═════ READING PASSAGE ═════

Saturday, September 17, 2016

The top Iranian nuclear official says the West is still failing to honor its commitments under last year’s nuclear agreement between Tehran and six world powers, warning that the violations could throw the deal into jeopardy.

The head of the Atomic Energy Organization of Iran (AEOI), Ali Akbar Salehi,

cautioned that the nuclear accord, called the Joint Comprehensive Plan of Action (JCPOA), may face harder times in the light of the US presidential campaign.

“There are hints to do away [with] or to rewrite the deal, and on the other hand, to unilaterally impose excessive oversighting and overcompliance to the point of Iran’s discouragement and ultimate submission,” he said.

“Our supreme leader, Ayatollah Seyyed Ali Khamenei, once stated: ‘The Islamic republic will not primarily breach the deal,’ but at the same time, I do not overrule the threats that may endanger the deal," he added.

Elsewhere in his comments, the Iranian nuclear chief stressed that while Iran has fully met its obligations under the nuclear deal, the West is failing to keep its promises, notably regarding the the removing of sanctions, normalizing banking transactions, boosting trade and reinforcing economic ties.

“As has been stated by the International Atomic Energy Agency (IAEA), Iran has remained committed to its commitments,” Salehi said. “While the other side … has not really delivered on the promises."

The nuclear agreement is in the interest of both the Islamic Republic and the West and it would be a pity if it is derailed, he further pointed out, adding that the two sides must abide by their commitments if the accord is to remain intact.

═════

- **EXERCISE A**: Print the part of the article on the Iran nuclear deal starting at "The nuclear agreement" and ending at "to remain intact.".
- **EXERCISE B**: Proceed with the article on the Iran nuclear deal, picking up after its final sentence.
The lines that follow have no connection to the article on the Iran nuclear deal.

═════ DATASET ENTRIES ═════

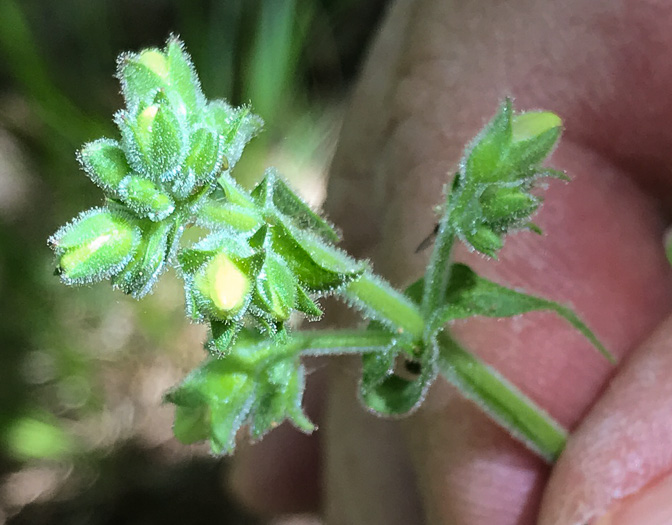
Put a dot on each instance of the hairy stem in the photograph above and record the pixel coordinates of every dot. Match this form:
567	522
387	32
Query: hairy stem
380	301
507	405
438	270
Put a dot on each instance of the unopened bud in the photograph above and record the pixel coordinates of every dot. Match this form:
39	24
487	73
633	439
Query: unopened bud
105	163
98	244
485	241
222	288
145	198
276	289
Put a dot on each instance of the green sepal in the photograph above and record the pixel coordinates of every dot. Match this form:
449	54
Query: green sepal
214	400
238	126
255	384
139	276
142	74
306	305
105	163
154	139
234	194
171	70
276	288
222	336
221	289
218	213
183	78
96	245
145	198
484	240
235	246
505	206
470	295
485	154
204	157
279	397
318	266
274	192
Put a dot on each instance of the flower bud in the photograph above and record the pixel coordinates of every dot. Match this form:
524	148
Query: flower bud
96	245
276	289
221	288
204	155
105	163
530	125
138	277
484	240
145	198
156	138
534	135
507	204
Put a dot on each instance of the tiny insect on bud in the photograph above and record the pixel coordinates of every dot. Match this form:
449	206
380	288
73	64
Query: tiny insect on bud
97	245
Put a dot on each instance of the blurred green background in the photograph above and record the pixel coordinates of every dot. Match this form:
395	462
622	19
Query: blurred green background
83	437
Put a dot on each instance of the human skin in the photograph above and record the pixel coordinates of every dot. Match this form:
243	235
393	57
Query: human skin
434	76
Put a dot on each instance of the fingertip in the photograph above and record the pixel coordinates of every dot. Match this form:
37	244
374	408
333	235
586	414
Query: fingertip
278	475
622	447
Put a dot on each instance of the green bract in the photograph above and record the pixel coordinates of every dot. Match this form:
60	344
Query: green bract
266	255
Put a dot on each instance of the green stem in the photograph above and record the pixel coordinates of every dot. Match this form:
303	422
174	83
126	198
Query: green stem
337	342
380	301
438	270
501	400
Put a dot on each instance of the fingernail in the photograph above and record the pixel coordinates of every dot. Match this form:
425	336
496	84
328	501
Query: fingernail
650	506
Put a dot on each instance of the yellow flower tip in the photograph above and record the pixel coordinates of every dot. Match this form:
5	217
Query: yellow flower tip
225	284
529	125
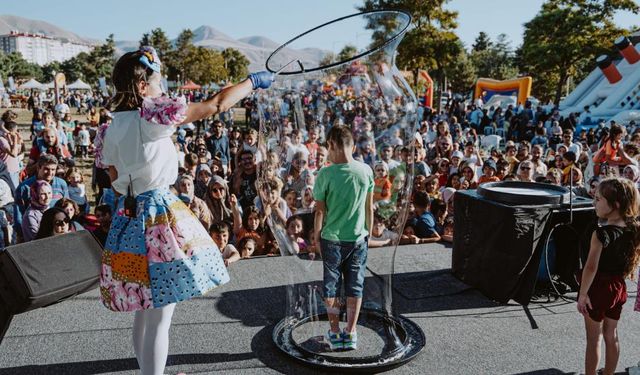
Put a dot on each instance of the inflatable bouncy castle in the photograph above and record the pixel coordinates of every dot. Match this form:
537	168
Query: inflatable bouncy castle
612	90
519	88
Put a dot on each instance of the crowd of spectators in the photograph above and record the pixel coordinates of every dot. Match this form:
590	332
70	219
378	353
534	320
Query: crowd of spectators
253	190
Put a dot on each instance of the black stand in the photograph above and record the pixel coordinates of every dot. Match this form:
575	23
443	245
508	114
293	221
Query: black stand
5	319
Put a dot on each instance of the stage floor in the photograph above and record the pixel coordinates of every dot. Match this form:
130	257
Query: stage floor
229	330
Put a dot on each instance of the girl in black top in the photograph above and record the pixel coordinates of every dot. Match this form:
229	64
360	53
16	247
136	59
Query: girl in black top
613	256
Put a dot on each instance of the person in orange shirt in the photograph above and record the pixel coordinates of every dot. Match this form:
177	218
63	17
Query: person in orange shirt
382	183
489	170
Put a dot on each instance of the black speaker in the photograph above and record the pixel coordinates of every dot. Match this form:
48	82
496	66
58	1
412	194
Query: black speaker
497	246
46	271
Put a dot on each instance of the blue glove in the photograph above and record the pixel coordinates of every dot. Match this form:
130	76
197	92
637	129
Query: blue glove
262	80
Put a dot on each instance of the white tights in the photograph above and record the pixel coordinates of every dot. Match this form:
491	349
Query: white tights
151	338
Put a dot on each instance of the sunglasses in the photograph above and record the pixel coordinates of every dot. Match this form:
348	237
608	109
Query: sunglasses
61	223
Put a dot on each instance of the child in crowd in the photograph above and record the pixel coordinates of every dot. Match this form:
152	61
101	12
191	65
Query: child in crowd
308	203
489	170
382	183
431	186
247	247
295	232
249	225
614	254
380	235
343	221
84	141
424	223
291	196
270	204
77	190
219	232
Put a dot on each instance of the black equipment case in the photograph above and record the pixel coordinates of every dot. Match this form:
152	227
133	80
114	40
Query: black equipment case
46	271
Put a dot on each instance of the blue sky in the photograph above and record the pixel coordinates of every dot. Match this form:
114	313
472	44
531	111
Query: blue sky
278	20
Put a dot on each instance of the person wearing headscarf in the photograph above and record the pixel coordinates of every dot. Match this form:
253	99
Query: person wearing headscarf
203	176
41	193
197	205
217	199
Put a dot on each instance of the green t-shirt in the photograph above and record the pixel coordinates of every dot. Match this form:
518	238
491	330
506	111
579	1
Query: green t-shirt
343	188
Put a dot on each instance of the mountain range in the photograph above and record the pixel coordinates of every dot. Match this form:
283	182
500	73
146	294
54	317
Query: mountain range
256	48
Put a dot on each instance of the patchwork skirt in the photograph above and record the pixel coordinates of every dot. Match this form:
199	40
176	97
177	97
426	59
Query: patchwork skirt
164	255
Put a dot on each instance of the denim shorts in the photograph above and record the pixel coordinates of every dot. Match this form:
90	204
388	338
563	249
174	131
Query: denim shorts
343	260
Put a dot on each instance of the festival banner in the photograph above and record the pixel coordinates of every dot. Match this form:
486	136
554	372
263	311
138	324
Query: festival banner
102	82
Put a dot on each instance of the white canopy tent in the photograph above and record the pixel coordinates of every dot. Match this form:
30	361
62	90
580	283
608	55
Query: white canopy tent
30	85
79	85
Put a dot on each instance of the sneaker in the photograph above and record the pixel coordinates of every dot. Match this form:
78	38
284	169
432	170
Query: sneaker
334	340
349	340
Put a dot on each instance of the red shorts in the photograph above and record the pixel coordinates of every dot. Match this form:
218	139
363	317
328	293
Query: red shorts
607	294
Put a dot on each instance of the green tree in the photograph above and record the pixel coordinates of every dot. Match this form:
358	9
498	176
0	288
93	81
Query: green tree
347	52
203	65
461	73
50	69
494	60
431	44
236	64
563	39
483	42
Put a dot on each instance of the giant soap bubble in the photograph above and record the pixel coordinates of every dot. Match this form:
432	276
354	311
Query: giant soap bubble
356	84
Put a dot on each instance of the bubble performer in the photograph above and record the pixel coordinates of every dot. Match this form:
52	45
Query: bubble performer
157	253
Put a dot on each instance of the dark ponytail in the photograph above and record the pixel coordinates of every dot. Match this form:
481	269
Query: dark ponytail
623	193
127	72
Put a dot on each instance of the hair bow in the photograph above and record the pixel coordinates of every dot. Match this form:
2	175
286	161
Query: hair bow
150	58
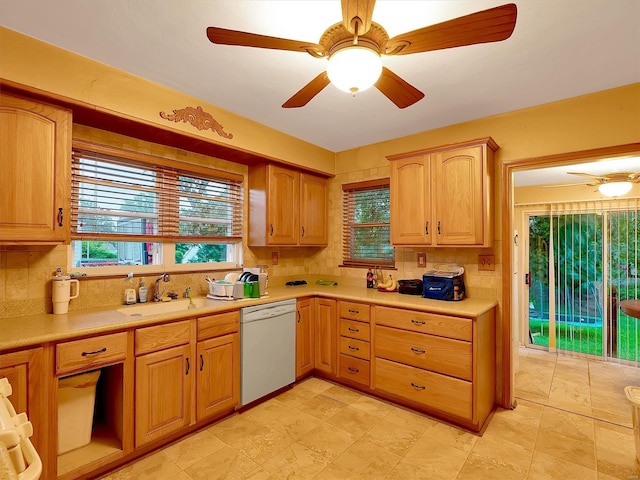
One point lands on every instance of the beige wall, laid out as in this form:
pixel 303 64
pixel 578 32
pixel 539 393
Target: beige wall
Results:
pixel 30 62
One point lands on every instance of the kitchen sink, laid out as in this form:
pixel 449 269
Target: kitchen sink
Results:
pixel 157 308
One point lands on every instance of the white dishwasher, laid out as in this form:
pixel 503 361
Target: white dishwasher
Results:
pixel 267 349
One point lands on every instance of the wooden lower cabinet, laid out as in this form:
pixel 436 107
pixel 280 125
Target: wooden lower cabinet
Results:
pixel 442 364
pixel 305 338
pixel 326 328
pixel 163 393
pixel 25 372
pixel 441 392
pixel 217 377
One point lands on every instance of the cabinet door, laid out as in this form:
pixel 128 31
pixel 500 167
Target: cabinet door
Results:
pixel 24 370
pixel 410 201
pixel 163 393
pixel 458 196
pixel 35 160
pixel 313 210
pixel 305 338
pixel 218 375
pixel 326 336
pixel 282 198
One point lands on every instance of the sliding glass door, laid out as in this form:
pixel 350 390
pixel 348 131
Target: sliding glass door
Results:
pixel 582 260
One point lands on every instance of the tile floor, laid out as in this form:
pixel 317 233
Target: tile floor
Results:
pixel 572 422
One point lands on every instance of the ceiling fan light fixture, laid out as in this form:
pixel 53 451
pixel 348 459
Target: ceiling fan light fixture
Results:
pixel 615 189
pixel 354 69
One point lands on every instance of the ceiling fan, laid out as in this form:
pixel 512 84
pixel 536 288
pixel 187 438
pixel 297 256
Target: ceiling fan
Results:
pixel 610 184
pixel 357 36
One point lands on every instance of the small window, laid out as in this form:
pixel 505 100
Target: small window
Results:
pixel 365 213
pixel 130 209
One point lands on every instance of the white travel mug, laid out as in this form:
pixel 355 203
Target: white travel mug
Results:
pixel 62 293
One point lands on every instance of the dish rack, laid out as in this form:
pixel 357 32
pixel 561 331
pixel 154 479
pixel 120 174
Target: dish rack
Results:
pixel 17 454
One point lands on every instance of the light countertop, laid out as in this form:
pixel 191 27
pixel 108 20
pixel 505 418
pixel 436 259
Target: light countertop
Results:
pixel 20 332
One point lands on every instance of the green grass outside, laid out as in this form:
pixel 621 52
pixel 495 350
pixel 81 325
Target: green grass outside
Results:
pixel 588 339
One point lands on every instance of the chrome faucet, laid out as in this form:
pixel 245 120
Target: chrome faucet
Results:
pixel 157 294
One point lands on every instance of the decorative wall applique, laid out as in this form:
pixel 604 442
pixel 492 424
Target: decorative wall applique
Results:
pixel 198 118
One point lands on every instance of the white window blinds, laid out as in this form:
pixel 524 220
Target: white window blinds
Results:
pixel 128 199
pixel 365 219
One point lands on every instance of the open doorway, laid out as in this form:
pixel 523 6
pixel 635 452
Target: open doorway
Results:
pixel 515 303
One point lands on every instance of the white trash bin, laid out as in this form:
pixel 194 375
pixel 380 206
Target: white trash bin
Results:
pixel 633 395
pixel 76 403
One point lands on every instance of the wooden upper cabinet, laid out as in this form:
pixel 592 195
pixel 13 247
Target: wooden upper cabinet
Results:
pixel 35 160
pixel 286 207
pixel 410 201
pixel 313 210
pixel 443 196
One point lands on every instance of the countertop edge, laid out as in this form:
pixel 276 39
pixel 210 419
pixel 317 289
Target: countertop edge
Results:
pixel 34 330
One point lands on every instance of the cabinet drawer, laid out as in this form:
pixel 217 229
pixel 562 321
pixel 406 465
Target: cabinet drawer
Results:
pixel 441 325
pixel 354 369
pixel 443 355
pixel 353 329
pixel 216 325
pixel 355 348
pixel 159 337
pixel 354 311
pixel 90 353
pixel 432 390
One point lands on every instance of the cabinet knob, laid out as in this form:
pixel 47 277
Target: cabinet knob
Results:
pixel 95 352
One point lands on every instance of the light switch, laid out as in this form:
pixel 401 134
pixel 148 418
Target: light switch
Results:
pixel 486 263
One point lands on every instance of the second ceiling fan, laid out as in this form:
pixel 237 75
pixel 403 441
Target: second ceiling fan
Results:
pixel 358 36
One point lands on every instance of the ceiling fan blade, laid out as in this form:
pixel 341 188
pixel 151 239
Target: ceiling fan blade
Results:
pixel 397 90
pixel 356 15
pixel 306 93
pixel 559 185
pixel 223 36
pixel 492 25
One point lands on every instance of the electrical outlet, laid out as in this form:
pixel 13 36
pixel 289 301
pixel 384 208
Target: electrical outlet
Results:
pixel 486 263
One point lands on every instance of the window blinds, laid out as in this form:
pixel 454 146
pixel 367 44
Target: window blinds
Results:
pixel 365 219
pixel 134 200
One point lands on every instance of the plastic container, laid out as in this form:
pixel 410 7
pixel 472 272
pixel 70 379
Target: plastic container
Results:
pixel 633 395
pixel 76 403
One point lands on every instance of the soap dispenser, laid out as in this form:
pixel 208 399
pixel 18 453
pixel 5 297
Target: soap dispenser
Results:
pixel 143 292
pixel 129 293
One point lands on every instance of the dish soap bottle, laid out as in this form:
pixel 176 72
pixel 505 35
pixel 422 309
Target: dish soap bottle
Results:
pixel 143 292
pixel 129 294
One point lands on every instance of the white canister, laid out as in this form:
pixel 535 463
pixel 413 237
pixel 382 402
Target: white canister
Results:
pixel 64 288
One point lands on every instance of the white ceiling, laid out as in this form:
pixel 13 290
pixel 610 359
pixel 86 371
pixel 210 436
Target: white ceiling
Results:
pixel 559 49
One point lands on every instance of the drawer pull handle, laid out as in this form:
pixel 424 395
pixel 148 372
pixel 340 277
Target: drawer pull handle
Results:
pixel 95 352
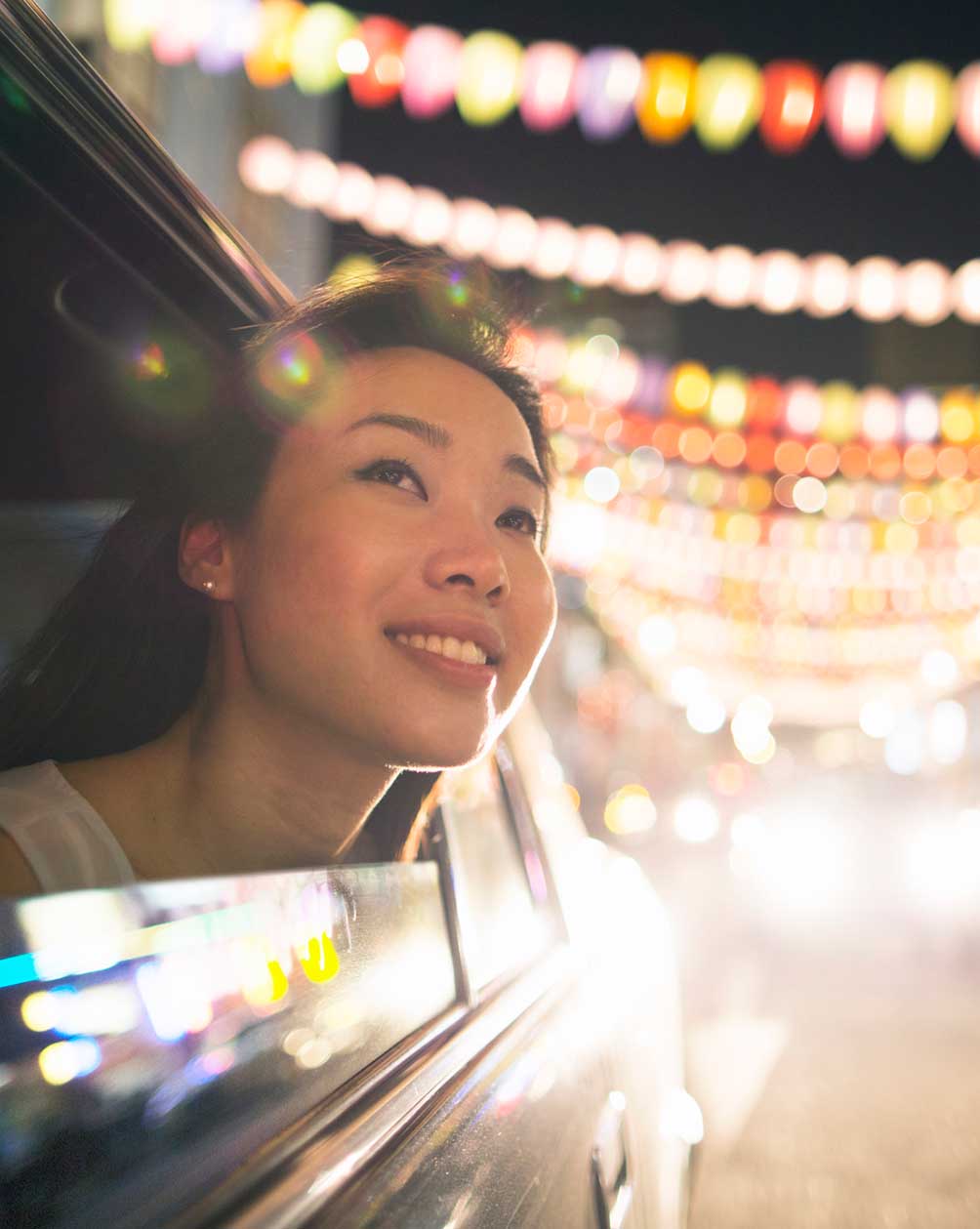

═════

- **EXERCISE RESULT A**:
The nuclear agreement is in the interest of both the Islamic Republic and the West and it would be a pity if it is derailed, he further pointed out, adding that the two sides must abide by their commitments if the accord is to remain intact.

- **EXERCISE RESULT B**:
The Iranian nuclear chief said the nuclear deal between Tehran and six world powers could face tough days under the next US administration, which may seek to throw a wrench in the agreement’s implementation process.

“Regarding US presidential elections, we believe the JCPOA may have more difficult days ahead, and I do not rule out the possibility that the new US president may put its implementation at risk,” added Salehi, using an acronym for the nuclear deal called the Joint Comprehensive Plan of Action.

Salehi further said commitment to the terms of the deal “is not a personal issue and the next US president should act based on international rules.”

Salehi further emphasized Iran’s commitment to the JCPOA, saying the International Atomic Energy Agency (IAEA) has, since January, released two reports to confirm that Iran is honoring its obligations under the accord. The UN nuclear agency is tasked with monitoring the deal’s implementation.

The Iranian official called on both sides of the deal to respect the JCPOA and said Tehran’s six partners must not escape their commitments, especially when it comes to the removal of anti-Iran sanctions.

The Iranian nuclear chief also said the Islamic Republic is ready to cooperate with regional countries on the development of nuclear energy.

The AEOI head added that the JCPOA has the endorsement of the UN Security Council, emphasizing that “it would be costly if the White House takes a different path” in the process of implementing the accord.

In that scenario, Tehran would “take calculated measures, and we would not give an emotional response. We are patient,” Salehi added.

The head of the Atomic Energy Organization of Iran said the Persian Gulf littoral states are interested in developing nuclear energy and expressed Tehran’s readiness to transfer its experience to them in this field.

He pointed to the AEOI’s increasing cooperation with international nuclear industry enterprises after the implementation of last year’s nuclear agreement, known as the Joint Comprehensive Plan of Action (JCPOA), and invited firms interested in cooperation with Tehran to participate in the organization’s projects.

Salehi also said Iran plans to produce 20,000 megawatts of nuclear electricity and said, "Making investments on small 100-megawatt power plants are among Iran's priorities in this regard."